STATED GOAL:
Could you write out every entry exactly as it stands?

start

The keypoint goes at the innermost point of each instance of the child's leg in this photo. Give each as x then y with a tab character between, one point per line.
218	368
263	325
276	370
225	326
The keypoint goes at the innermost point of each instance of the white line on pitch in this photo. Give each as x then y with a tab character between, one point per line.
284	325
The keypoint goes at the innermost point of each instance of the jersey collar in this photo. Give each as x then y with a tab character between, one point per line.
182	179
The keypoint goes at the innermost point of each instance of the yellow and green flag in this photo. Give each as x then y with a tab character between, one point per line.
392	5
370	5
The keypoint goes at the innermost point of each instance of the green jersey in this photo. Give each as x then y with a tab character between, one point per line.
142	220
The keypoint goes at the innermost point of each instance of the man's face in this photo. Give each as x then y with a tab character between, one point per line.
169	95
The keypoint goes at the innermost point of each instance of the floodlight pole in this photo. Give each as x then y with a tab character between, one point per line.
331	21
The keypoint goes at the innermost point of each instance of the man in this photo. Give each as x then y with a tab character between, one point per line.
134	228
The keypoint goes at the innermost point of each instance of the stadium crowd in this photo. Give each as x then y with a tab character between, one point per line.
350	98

end

EXERCISE RESPONSE:
The keypoint goes at the innermost point of each instance of the child's leg in this photo. Give each as x then y with a tab character between, one point per line.
218	368
263	325
276	370
225	326
The keypoint goes at the innermost point of each instance of the white line on pitch in this photo. Give each as x then y with a tab character between, one point per line.
284	325
The keypoint goes at the innermost point of each instance of the jersey collar in this photo. Give each as x then y with a tab character between, one point per line.
182	179
The keypoint goes at the innermost point of each instance of the yellow and green flag in this photo. Give each as x then y with a tab character between, one point per line.
392	5
370	5
The keypoint goes at the innermost point of each instance of the green jersey in this photo. Give each as x then y with a tab character between, one point per line.
142	220
The keypoint goes at the innermost point of each instance of the man's face in this photo. Give each as x then y with a tab character between, one point per line.
169	95
The keypoint goes at the innermost point of each instance of the floodlight pole in this photo. Give each as x then y with a tab character between, one point per line.
331	21
The keypoint goes at the innermost point of each instance of the man in this photo. Give each as x then y with a tab character between, one point per line.
134	228
The keypoint goes at the innermost point of each instance of the stadium crowd in this photo. Give each as x then y with a tab character between, one point per line.
350	98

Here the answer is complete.